• _Source text_:
○ ○ ○ ○ ○ ○ ○

Azure storage performance metrics.

Azure Monitor


Azure Monitor provides disk-level metrics that help isolate performance issues at the OS or the individual data disk level. This feature is currently in public preview. The GA feature provides an aggregate of metrics of all disks attached to the VM. The information is available from Azure Monitor by accessing the metrics feature. It allows you to drill down to the target OS or data disks and then choose the Disk Read or Write bytes/sec. Any IOPS congestions could be flagged from this metrics report and an alert can be sent to administrators to investigate it.




Azure Monitor disk metrics.

Log Analytics


Performance counter monitoring in Azure Log Analytics helps to get insights into disk performance counters and alerts you about any possible performance issues. A search query that looks for “disk transfers/sec” counter can be created in Log Analytics to view the IOPS status of a disk.




The Log Analytics search screen.

This can further be drilled down to each logical disk level to get better insights into disk performance issues.



Improving Azure Disk Performance


Disk performance in Azure can be improved by following a set of design and implementation best practices for Azure disks. These include the following:

Performance benchmarking: Do a performance benchmark of your application during peak utilization hours, especially for key indicators like IOPS, latency, and throughput. It is prudent to select a VM SKU and disk size that offer values above the perk utilization benchmark.

○ ○ ○ ○ ○ ○ ○

• _Data provided_:
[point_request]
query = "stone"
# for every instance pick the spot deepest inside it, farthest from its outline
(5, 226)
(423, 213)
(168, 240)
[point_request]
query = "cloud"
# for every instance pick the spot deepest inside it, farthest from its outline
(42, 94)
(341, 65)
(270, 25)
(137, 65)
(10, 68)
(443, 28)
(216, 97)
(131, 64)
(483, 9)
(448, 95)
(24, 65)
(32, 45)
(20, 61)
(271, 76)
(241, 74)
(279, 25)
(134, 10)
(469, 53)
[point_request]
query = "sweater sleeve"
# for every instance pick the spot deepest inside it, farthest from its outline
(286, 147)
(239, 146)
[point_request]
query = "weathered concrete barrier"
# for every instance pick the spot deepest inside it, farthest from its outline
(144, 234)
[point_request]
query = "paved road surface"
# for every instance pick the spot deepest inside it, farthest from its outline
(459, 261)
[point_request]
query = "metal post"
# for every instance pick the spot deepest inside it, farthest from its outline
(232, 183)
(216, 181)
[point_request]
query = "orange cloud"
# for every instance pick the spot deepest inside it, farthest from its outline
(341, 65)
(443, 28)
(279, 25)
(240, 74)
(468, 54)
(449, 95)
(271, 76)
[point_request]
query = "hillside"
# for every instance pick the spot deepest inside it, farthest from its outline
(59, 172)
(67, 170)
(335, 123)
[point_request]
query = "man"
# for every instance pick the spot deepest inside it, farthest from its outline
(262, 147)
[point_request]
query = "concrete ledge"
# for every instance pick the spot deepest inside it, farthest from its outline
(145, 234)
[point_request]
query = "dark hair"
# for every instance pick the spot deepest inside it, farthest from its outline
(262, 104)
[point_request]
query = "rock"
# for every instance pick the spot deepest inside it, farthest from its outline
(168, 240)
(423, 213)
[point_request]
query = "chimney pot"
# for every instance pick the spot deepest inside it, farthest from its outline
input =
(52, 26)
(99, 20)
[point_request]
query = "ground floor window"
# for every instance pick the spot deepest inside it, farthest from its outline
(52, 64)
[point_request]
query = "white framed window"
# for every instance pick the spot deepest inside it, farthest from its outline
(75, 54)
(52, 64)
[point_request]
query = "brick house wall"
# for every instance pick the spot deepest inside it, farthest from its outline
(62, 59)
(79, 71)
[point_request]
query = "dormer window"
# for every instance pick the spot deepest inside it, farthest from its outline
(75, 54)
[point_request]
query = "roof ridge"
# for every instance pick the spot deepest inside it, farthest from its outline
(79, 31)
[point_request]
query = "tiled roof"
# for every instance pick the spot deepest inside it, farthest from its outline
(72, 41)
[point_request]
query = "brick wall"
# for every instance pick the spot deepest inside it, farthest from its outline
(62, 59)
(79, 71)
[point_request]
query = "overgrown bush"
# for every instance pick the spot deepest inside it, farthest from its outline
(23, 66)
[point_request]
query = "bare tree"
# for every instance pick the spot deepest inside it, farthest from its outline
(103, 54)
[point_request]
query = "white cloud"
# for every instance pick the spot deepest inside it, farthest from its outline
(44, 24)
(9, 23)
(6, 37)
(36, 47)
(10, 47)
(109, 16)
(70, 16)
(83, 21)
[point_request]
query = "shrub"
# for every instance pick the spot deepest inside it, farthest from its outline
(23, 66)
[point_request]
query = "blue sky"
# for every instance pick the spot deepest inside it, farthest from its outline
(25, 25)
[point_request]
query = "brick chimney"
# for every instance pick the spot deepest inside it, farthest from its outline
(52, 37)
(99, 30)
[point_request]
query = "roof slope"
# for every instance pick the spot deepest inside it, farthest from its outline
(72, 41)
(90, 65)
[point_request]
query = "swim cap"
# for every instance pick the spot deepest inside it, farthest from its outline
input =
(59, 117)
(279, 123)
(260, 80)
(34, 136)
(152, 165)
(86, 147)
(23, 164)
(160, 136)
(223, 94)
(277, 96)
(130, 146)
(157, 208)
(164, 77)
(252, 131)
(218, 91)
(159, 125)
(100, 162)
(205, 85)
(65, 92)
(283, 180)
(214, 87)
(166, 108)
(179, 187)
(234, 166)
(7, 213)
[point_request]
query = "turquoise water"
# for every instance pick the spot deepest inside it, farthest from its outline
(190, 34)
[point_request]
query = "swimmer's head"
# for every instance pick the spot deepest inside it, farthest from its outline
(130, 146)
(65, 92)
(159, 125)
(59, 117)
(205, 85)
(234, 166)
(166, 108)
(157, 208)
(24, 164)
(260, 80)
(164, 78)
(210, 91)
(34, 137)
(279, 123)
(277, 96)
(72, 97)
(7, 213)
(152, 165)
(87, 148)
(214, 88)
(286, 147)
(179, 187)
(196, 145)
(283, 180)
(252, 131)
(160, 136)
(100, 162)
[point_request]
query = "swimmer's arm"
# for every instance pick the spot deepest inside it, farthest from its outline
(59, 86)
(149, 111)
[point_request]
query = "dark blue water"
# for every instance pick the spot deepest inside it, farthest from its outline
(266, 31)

○ ○ ○ ○ ○ ○ ○

• _Problem requirements_: Reproduce the full text on Azure storage performance metrics above, word for word and without alteration.

• _Worked solution_:
Azure storage performance metrics.

Azure Monitor


Azure Monitor provides disk-level metrics that help isolate performance issues at the OS or the individual data disk level. This feature is currently in public preview. The GA feature provides an aggregate of metrics of all disks attached to the VM. The information is available from Azure Monitor by accessing the metrics feature. It allows you to drill down to the target OS or data disks and then choose the Disk Read or Write bytes/sec. Any IOPS congestions could be flagged from this metrics report and an alert can be sent to administrators to investigate it.




Azure Monitor disk metrics.

Log Analytics


Performance counter monitoring in Azure Log Analytics helps to get insights into disk performance counters and alerts you about any possible performance issues. A search query that looks for “disk transfers/sec” counter can be created in Log Analytics to view the IOPS status of a disk.




The Log Analytics search screen.

This can further be drilled down to each logical disk level to get better insights into disk performance issues.



Improving Azure Disk Performance


Disk performance in Azure can be improved by following a set of design and implementation best practices for Azure disks. These include the following:

Performance benchmarking: Do a performance benchmark of your application during peak utilization hours, especially for key indicators like IOPS, latency, and throughput. It is prudent to select a VM SKU and disk size that offer values above the perk utilization benchmark.